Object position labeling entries

** Start **

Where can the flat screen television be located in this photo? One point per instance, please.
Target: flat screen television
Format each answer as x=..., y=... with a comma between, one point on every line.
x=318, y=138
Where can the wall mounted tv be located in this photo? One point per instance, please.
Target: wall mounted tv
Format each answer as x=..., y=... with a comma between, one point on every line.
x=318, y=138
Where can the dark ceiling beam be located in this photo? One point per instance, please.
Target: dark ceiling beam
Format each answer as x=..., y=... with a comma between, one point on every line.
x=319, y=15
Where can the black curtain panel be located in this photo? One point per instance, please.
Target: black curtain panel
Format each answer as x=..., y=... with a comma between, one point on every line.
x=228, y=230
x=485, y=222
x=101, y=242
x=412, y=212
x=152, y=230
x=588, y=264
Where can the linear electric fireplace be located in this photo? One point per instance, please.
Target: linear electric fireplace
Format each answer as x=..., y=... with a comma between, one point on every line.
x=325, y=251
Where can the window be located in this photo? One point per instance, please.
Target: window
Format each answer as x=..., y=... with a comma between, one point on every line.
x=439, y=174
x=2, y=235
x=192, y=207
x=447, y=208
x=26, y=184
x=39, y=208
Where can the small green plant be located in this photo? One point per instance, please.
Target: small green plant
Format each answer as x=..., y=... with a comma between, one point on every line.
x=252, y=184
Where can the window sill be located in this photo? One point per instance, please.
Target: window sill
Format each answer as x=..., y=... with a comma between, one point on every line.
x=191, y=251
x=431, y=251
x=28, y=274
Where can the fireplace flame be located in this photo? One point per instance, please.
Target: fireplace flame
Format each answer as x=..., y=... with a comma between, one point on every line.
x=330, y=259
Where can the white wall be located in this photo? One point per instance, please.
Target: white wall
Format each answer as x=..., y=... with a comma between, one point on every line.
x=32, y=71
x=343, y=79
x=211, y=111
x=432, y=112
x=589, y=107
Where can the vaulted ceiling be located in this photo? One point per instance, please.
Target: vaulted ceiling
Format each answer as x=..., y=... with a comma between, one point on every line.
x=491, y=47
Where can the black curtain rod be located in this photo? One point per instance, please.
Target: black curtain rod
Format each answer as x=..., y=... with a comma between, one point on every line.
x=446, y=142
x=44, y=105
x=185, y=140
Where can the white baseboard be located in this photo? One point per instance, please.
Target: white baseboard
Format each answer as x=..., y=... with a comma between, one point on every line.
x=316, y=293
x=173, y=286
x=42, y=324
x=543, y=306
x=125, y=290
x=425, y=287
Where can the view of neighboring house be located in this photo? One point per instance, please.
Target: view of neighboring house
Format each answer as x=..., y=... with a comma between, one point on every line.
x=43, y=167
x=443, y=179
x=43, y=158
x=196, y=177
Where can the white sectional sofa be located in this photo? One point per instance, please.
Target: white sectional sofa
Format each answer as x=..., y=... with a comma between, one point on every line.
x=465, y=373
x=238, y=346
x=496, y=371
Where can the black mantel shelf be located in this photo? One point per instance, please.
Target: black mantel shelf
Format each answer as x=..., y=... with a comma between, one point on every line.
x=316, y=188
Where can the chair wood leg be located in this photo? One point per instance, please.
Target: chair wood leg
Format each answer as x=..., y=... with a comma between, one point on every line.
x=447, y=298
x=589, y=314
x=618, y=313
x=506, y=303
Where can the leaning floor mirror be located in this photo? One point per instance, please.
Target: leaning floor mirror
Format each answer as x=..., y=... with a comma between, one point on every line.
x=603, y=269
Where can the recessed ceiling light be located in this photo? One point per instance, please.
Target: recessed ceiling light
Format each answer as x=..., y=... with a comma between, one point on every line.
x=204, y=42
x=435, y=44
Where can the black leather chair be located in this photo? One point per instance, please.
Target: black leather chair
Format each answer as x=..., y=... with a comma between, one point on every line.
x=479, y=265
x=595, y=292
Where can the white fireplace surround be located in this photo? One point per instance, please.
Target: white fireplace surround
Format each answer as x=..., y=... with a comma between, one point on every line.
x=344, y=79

** End **

AIM OF THE TASK:
Swap "Format each answer" for "Write each answer" throughout the records, keeping all other text the same.

COMPLETED EXERCISE:
Where can the flat screen television be located in this photo? One point per instance, please.
Target: flat screen television
Write each answer as x=..., y=... with a comma between, one point on every line.
x=318, y=138
Where can the wall mounted tv be located in this photo? One point per instance, please.
Target: wall mounted tv
Write each answer as x=..., y=... with a comma between, one point on every line.
x=318, y=138
Where can the dark ceiling beam be located in this photo? One point per instance, please.
Target: dark ceiling beam
Write each answer as x=..., y=... with a comma between, one point on every line.
x=319, y=15
Where can the black curtain panel be located in this photo? One point per instance, please.
Target: black curtain panel
Write each answer as x=..., y=... with a comma between, one point on every line.
x=228, y=230
x=485, y=222
x=101, y=242
x=412, y=212
x=152, y=230
x=588, y=264
Where can the linear electric fireplace be located in this photo? One point per instance, please.
Target: linear electric fireplace
Write each answer as x=..., y=... with a comma between, one point on every line.
x=325, y=251
Where can the window be located in this photo? One point per instance, please.
Target: window
Write each answer as x=..., y=... with a comma between, one point on every line.
x=439, y=174
x=2, y=235
x=192, y=207
x=447, y=208
x=26, y=184
x=39, y=208
Where can the small green plant be located in this photo? One point per instance, please.
Target: small green plant
Write each answer as x=..., y=... with a comma between, one point on every line.
x=252, y=184
Where can the window sill be located in this photo? One point per instance, please.
Target: window sill
Write each answer as x=..., y=... with a comma between, one point on every line.
x=191, y=251
x=431, y=251
x=28, y=274
Where can the fireplace flame be located in this photo? One point per instance, please.
Target: fireplace flame
Write each answer as x=..., y=... with a comma between, one point on every line.
x=330, y=259
Where can the white wall be located in this photo? One point per instance, please.
Target: white wall
Write each answer as x=..., y=... with a comma between, one point on every line.
x=32, y=71
x=343, y=79
x=211, y=111
x=432, y=112
x=589, y=107
Where can the vaulted ceiling be located in this photo? One point per instance, please.
Target: vaulted ceiling
Write each answer as x=..., y=... with a comma between, one point on every line.
x=491, y=47
Where can the black curtain rod be located in this photo? One point per instance, please.
Target: black curtain rod
Write each answer as x=..., y=... with a comma between, one point on every line.
x=446, y=142
x=44, y=105
x=185, y=140
Where can the white baseboard be located in this photo? One point per instance, please.
Target: white baseboard
Write each answer as x=..., y=... with a comma between, one point on every line.
x=316, y=293
x=173, y=286
x=42, y=324
x=543, y=306
x=125, y=290
x=425, y=287
Where can the view of neighboring house be located in this photo? One point per instance, please.
Target: view of neighboring house
Write each answer as x=..., y=... with a comma between, one point on every line.
x=43, y=167
x=443, y=179
x=43, y=158
x=196, y=177
Where can the white sectional sofa be located in this photo? One point per instance, please.
Target: white sectional sofa
Write each answer as x=..., y=... with a comma between, one point on every line.
x=465, y=373
x=238, y=346
x=496, y=371
Where can the black mantel shelf be located in this photo? One point per instance, please.
Target: black mantel shelf
Write each answer as x=..., y=... with a comma between, one point on every line.
x=316, y=188
Where can the chair wood leg be located in this photo? One point per instance, please.
Target: chair wood leg
Write each answer as x=..., y=... with a comma between, one point on every line.
x=447, y=298
x=589, y=314
x=618, y=313
x=506, y=303
Where can the leaning floor mirror be located in this photo? One point per instance, please.
Target: leaning floor mirror
Write each answer as x=..., y=... with a comma between, one point on every line.
x=603, y=269
Where can the recessed ceiling light be located in this photo? One point per instance, please.
Target: recessed ceiling light
Write each answer as x=..., y=... with a comma between, one point on every line.
x=204, y=42
x=435, y=44
Where can the black leather chair be located in this photo? One point per instance, please.
Target: black leather chair
Write each answer as x=..., y=... with a comma between, one point on every line.
x=479, y=265
x=595, y=292
Where can the white fireplace surround be located in this photo? One point per instance, please.
Target: white fireplace surround
Write each answer as x=..., y=... with a comma between, one point on every line.
x=344, y=79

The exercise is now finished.